Given instruction: Please find every line in the material below that contains the word "seat", and copy each of those lines in full.

Exercise data:
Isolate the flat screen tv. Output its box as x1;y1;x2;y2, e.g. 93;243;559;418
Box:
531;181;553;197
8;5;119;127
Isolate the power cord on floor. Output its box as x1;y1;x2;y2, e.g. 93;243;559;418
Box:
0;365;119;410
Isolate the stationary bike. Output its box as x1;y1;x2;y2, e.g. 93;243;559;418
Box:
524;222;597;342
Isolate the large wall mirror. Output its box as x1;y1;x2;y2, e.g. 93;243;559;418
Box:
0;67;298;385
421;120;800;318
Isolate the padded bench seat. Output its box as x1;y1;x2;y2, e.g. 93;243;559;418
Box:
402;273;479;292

...

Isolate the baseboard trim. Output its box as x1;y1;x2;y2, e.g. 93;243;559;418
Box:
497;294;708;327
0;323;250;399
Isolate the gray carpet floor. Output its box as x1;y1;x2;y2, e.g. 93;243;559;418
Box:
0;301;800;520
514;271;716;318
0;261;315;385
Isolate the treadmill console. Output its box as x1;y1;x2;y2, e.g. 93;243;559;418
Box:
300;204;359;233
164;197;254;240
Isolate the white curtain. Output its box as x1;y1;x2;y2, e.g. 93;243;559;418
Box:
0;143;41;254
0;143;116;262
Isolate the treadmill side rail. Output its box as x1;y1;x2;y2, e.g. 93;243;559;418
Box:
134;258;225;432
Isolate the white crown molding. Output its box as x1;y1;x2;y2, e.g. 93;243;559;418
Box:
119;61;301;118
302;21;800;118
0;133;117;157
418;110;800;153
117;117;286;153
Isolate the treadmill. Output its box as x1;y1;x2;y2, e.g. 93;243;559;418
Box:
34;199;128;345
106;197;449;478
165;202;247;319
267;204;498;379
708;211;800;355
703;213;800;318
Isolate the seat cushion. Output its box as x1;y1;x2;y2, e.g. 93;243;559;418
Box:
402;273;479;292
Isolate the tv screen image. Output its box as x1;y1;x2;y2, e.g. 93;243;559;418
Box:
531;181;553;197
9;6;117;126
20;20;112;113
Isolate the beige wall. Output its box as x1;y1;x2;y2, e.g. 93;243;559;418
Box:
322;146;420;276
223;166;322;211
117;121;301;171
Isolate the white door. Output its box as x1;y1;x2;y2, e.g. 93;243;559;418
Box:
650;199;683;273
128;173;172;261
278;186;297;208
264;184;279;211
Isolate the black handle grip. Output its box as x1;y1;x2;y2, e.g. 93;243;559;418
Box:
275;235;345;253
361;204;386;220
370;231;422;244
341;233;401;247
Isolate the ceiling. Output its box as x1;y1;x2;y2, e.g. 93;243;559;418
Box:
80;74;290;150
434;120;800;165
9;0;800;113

The reply:
Isolate the padded bench seat. Output its box as x1;y1;x2;y2, e.g. 93;243;559;418
Isolate the seat cushion. Output its box as x1;y1;x2;y2, e.g. 93;243;559;418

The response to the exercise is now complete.